# 抜粋箇所
本発明は、透湿防水性布帛の製造方法に関するものである。
透湿性能と防水性能とを併せ持つ透湿防水性布帛は、身体からの発汗による水蒸気を衣服外へ放出する機能と、雨水が衣服内に浸入するのを防ぐ機能とを有している。これらの機能を付与するために、繊維布帛表面にポリウレタン樹脂、ポリエステル樹脂又はポリテトラフルオロエチレン樹脂などを積層したものがよく知られている。これらは、スポーツ衣料や防寒衣料などに使用され、その中でも運動に伴う発汗量の比較的多いスポーツやアウトドア衣料分野に多く用いられており、スキー、アスレチック及び登山分野などでは特に好ましい素材となっている。
従来から、服地の軽量化、製造コスト低減などの背景から透湿防水性布帛を一枚物として使用する要望があり、透湿防水性布帛に視覚効果が求められている。透湿防水性布帛に視覚効果を付与する方法としては、通常、繊維布帛表面に樹脂膜を形成した後、該樹脂膜表面にグラビアコーティング又はスクリーンプリントなどで所望の柄を転写する。
しかしながら、この方法では着用中の摩耗又は洗濯によって柄が脱落しやすい上、工程が増えるためコスト高になるという問題を残している。
このため、特許文献1では、繊維布帛の片面に、水溶性物質とポリウレタン樹脂とを含む重合体溶液を用いて皮膜を形成後、水溶性物質を溶出し、皮膜に微細孔を多数形成させることにより透湿防水性布帛を得る方法が開示されている。さらに、特許文献2では、繊維布帛の片面に、水溶性物質とポリウレタン樹脂とを含む重合体溶液を全面状に塗布して製膜し、その後、当該樹脂膜の上に、ポリウレタン樹脂を主として含む重合体溶液を塗布した後、当該重合体を水中で凝固させ、続いて湯洗によって上記樹脂膜に含まれる水溶性物質を溶出して透湿防水性布帛を得る方法が開示されている。

# 課題の指示
透湿防水性布帛に関する抜粋のうち、「本発明は、透湿防水性布帛の製造方法に関するものである。」から「トなどで所望の柄を転写する。」までの部分（両端を含む）を、「防寒衣料」を「冬季衣料」に変えて示してください。

# コレクションから抜き出した項目
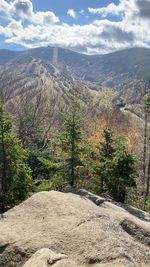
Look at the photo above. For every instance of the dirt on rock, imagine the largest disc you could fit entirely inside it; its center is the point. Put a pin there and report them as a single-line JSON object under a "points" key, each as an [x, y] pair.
{"points": [[66, 229]]}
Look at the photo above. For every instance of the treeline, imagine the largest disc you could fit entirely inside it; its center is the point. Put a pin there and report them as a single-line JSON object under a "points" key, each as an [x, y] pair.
{"points": [[32, 159]]}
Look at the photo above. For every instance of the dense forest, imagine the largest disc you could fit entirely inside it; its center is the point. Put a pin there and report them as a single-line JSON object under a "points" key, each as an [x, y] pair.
{"points": [[46, 145]]}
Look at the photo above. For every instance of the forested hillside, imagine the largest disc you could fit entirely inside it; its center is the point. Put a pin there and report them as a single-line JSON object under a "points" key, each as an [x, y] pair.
{"points": [[75, 119]]}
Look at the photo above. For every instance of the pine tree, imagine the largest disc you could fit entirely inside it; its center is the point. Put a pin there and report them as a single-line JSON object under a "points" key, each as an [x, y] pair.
{"points": [[15, 178], [146, 154], [114, 167], [70, 142]]}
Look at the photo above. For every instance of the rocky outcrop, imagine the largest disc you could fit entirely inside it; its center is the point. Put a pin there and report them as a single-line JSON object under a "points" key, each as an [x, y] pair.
{"points": [[67, 229]]}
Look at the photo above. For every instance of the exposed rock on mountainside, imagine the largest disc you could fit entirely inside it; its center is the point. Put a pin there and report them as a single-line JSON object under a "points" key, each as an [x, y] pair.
{"points": [[66, 229], [122, 70]]}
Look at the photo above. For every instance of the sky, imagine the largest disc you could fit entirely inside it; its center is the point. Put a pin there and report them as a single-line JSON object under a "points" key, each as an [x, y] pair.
{"points": [[86, 26]]}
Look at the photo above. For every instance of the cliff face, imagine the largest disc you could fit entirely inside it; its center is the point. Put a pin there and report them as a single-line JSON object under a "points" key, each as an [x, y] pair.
{"points": [[66, 229]]}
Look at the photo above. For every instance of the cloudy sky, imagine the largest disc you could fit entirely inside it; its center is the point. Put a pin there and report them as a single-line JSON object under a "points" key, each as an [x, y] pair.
{"points": [[88, 26]]}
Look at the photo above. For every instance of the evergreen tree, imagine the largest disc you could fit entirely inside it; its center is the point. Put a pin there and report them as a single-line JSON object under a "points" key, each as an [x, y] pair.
{"points": [[114, 167], [15, 179], [146, 153], [70, 142]]}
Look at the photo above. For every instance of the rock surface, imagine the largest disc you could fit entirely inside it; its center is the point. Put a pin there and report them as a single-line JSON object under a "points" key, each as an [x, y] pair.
{"points": [[66, 229]]}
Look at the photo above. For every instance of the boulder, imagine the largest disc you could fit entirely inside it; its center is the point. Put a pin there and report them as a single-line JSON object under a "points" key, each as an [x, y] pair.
{"points": [[66, 229]]}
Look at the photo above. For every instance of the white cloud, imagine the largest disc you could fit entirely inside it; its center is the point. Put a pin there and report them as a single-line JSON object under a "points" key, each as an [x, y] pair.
{"points": [[100, 36], [72, 13], [82, 11]]}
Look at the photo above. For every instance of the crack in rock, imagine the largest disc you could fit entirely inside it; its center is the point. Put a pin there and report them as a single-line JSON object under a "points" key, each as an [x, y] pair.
{"points": [[136, 231]]}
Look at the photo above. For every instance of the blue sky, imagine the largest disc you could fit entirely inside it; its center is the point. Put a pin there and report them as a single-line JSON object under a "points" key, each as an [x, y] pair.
{"points": [[88, 26]]}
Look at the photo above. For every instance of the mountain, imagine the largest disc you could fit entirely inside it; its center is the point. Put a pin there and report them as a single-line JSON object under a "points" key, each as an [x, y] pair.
{"points": [[67, 229], [124, 71]]}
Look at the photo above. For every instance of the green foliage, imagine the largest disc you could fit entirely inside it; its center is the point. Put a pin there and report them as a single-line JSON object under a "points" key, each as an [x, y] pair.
{"points": [[70, 143], [114, 168], [15, 176], [30, 132], [42, 164]]}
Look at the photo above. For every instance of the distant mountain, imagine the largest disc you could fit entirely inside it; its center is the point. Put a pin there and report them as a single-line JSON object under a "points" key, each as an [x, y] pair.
{"points": [[123, 70]]}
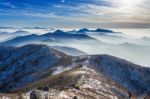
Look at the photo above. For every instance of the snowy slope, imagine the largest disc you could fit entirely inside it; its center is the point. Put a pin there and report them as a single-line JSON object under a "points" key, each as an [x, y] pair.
{"points": [[35, 66], [19, 66]]}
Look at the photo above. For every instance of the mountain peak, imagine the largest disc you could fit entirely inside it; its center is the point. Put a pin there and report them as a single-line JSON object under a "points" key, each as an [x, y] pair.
{"points": [[83, 30], [103, 30], [58, 31]]}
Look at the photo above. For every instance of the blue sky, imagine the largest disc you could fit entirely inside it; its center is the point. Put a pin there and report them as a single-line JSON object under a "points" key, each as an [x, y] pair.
{"points": [[75, 13]]}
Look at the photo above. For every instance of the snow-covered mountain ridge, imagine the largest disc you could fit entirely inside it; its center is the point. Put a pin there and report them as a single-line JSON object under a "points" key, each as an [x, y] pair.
{"points": [[39, 67]]}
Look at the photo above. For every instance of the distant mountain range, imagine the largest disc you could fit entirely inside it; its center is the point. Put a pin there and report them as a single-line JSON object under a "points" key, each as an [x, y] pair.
{"points": [[56, 36], [97, 30], [39, 67]]}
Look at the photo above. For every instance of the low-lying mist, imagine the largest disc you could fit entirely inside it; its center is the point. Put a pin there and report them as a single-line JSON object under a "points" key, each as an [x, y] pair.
{"points": [[136, 50]]}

# 回答
本発明は、透湿防水性布帛の製造方法に関するものである。
透湿性能と防水性能とを併せ持つ透湿防水性布帛は、身体からの発汗による水蒸気を衣服外へ放出する機能と、雨水が衣服内に浸入するのを防ぐ機能とを有している。これらの機能を付与するために、繊維布帛表面にポリウレタン樹脂、ポリエステル樹脂又はポリテトラフルオロエチレン樹脂などを積層したものがよく知られている。これらは、スポーツ衣料や冬季衣料などに使用され、その中でも運動に伴う発汗量の比較的多いスポーツやアウトドア衣料分野に多く用いられており、スキー、アスレチック及び登山分野などでは特に好ましい素材となっている。
従来から、服地の軽量化、製造コスト低減などの背景から透湿防水性布帛を一枚物として使用する要望があり、透湿防水性布帛に視覚効果が求められている。透湿防水性布帛に視覚効果を付与する方法としては、通常、繊維布帛表面に樹脂膜を形成した後、該樹脂膜表面にグラビアコーティング又はスクリーンプリントなどで所望の柄を転写する。